Give back all of the data verbatim.
BEGIN EXERCISE MATERIALS
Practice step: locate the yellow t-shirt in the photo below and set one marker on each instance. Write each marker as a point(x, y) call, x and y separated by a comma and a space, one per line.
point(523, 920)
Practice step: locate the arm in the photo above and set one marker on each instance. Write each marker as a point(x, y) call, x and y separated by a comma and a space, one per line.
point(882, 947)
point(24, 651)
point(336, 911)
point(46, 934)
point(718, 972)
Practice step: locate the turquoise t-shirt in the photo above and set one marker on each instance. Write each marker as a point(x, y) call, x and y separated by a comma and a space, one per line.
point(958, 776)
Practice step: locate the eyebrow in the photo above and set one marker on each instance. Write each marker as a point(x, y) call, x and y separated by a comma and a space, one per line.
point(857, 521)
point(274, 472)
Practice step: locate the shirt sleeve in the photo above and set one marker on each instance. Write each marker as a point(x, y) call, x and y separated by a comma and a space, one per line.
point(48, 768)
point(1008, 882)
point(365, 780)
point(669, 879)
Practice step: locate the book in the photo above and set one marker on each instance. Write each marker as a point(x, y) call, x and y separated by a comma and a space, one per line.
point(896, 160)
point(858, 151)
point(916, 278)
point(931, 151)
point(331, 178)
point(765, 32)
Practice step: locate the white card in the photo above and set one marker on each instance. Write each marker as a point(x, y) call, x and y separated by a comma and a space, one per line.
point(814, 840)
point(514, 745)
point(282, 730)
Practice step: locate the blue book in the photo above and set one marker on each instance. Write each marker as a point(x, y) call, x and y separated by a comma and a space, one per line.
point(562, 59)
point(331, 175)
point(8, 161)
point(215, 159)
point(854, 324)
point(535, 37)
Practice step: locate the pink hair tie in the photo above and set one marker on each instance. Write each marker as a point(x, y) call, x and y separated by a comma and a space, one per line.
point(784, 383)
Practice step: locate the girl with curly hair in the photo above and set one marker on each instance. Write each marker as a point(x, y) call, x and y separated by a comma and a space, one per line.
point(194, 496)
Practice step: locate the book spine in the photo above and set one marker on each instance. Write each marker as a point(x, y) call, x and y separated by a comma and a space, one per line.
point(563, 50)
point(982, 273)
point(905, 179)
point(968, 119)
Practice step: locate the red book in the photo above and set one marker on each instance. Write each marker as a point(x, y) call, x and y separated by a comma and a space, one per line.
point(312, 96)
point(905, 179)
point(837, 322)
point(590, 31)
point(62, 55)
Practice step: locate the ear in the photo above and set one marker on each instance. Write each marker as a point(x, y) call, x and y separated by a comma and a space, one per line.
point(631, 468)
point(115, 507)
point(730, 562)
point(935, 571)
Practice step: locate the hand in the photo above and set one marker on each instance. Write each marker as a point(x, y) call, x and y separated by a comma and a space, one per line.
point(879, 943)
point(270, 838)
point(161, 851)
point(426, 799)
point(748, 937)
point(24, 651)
END EXERCISE MATERIALS
**TASK RESULT**
Practice step: locate the yellow t-shirt in the photo below and set one marker on each instance. Write each marker as a point(x, y) call, x and y separated by a comma and a space, one per line.
point(523, 920)
Practice step: locate the arm in the photo above and set one marker on each instance. Write each marker as a point(x, y) call, x and y separated by a comma and a space, one per line.
point(882, 947)
point(24, 651)
point(336, 911)
point(46, 934)
point(718, 972)
Practice step: locate the turquoise t-shirt in the photo above and set one marker on each instance. Write each marker as a point(x, y) call, x and y separated by a comma and a space, one per line.
point(958, 776)
Practice step: locate the eyebrow in the photo above and set one marker on each instance. Write each marker as a point(x, y) call, x and y separated by a comma and a space, one per line.
point(857, 521)
point(274, 472)
Practice step: locate the shirt sleeve in the photo above and set one marker on each instance. Write each marker as a point(x, y) call, x and y separated by a comma and a space, one per line.
point(48, 768)
point(1008, 882)
point(365, 780)
point(669, 879)
Practice step: locate the book in the photo above and set one marker on each instance. Write each marker as a point(x, y) call, x and y separated by a comma and a space, one per line.
point(896, 160)
point(858, 151)
point(916, 278)
point(931, 151)
point(331, 178)
point(765, 32)
Practice step: locate the white card in the photo above and set one marker on each instance. Write each marker as a point(x, y) call, x and y separated by a comma and a space, one per line.
point(814, 840)
point(514, 745)
point(282, 730)
Practice step: locate the blue book in the photo above and set one marker on each instance. Write each marker as a point(x, y) call, x and y separated by a comma and a space, one per line.
point(562, 59)
point(331, 175)
point(8, 161)
point(215, 159)
point(854, 324)
point(535, 37)
Practice step: locate the pink hair tie in the photo above and set one marker on each instance. Write each marker as a point(x, y) call, x and y separated by a comma and a space, one per line.
point(784, 383)
Practice step: locate the girl with curly hair in the photo above and set one marker on each instance. Write each marker as a point(x, y) call, x and y separated by a comma and a space, one per line.
point(194, 496)
Practice step: locate the book spine in the photo above and set one marker on each instance. Write each marker as a point(x, y) call, x and y separated by a comma and a space, one per line.
point(563, 50)
point(982, 273)
point(905, 179)
point(968, 119)
Practice step: locate the red book in the photo above and set one marker on each instance. Write each marker as a point(x, y) call, x and y separated by a comma and a space, one per line.
point(312, 96)
point(905, 179)
point(837, 322)
point(590, 31)
point(62, 55)
Practice step: locate the ear in the photo above and set one marker on each instance. Write each marker as a point(x, y) call, x and y separated by a comma and a space, one per line.
point(631, 468)
point(115, 507)
point(730, 562)
point(935, 571)
Practice step: locate the hand in the photo above and set one marker on each instance. Write each marker as a point(x, y) call, x and y separated by a comma and a space, one per line.
point(879, 943)
point(270, 838)
point(161, 851)
point(426, 799)
point(748, 937)
point(24, 651)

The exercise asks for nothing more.